Exercise goal: Starting with the line that contains "For this challenge, identify the dove's wing" and going on through the last of the rows below, recast those lines as a numbered list with any blank lines omitted.

Supplied data:

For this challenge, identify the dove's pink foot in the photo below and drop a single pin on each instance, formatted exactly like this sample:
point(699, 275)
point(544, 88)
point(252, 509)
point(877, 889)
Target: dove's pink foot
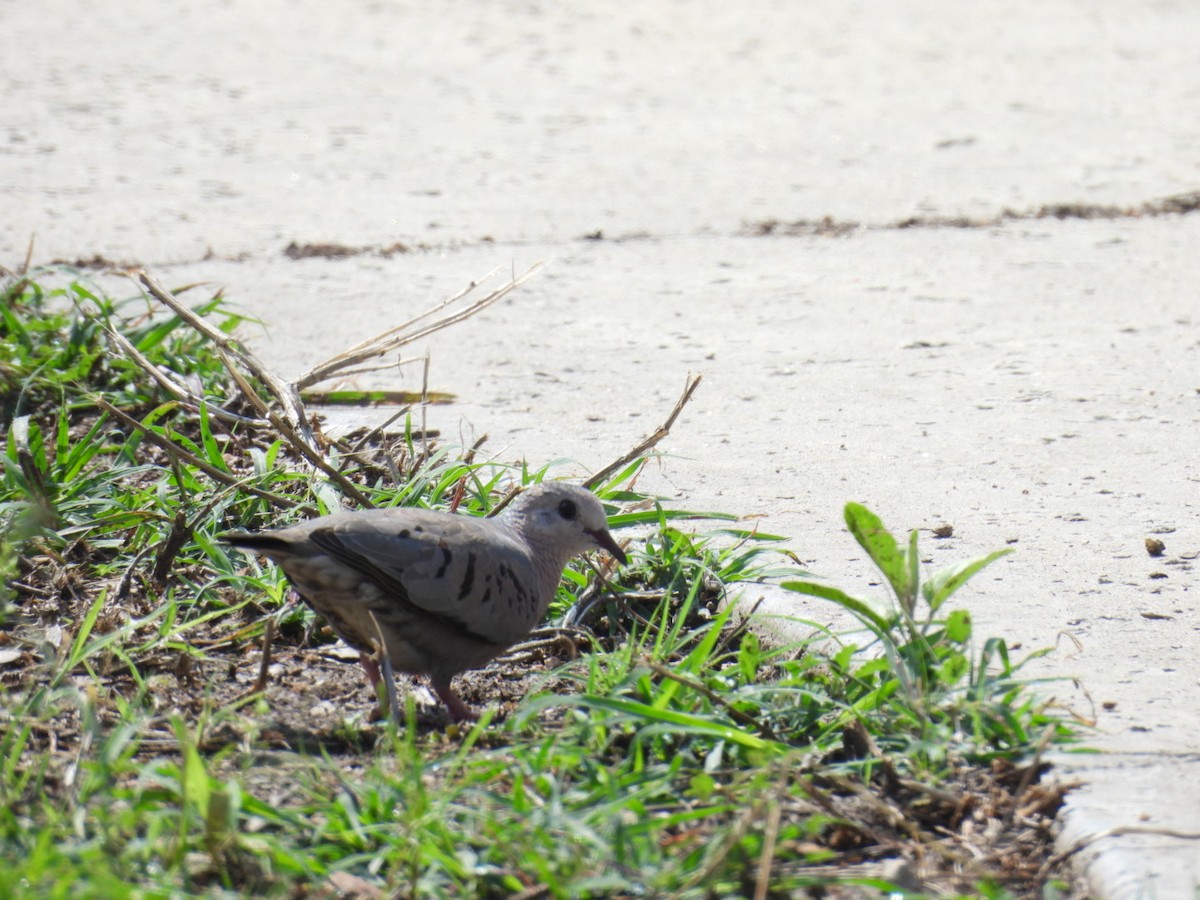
point(459, 711)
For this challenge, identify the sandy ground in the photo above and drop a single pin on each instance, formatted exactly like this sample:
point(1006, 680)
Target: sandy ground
point(1035, 382)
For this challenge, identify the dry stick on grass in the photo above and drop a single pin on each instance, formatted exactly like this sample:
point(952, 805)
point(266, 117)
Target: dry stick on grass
point(180, 391)
point(653, 439)
point(736, 714)
point(287, 395)
point(213, 472)
point(396, 337)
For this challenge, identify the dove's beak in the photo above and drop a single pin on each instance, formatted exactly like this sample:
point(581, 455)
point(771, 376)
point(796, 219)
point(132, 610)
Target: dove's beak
point(606, 540)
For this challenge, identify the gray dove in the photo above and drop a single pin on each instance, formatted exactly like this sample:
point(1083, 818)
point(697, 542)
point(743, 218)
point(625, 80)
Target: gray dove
point(435, 593)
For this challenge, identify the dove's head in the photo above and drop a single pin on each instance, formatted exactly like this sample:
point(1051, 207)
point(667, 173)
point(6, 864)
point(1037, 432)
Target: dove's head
point(563, 516)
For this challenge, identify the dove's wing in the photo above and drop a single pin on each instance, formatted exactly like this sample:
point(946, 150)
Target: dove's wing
point(469, 575)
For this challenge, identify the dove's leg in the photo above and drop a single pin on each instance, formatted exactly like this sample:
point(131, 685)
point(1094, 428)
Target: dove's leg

Response below:
1. For this challenge, identify the dove's wing in the photo above and drop a single pin on each instance, formatted exactly like this sample:
2. point(946, 150)
3. Target: dove's wing
4. point(469, 575)
5. For this challenge, identify the dove's leg in the photo above and drop a single pin on each instance, formatted exactly like this sample:
6. point(131, 685)
7. point(1094, 428)
8. Target: dove's leg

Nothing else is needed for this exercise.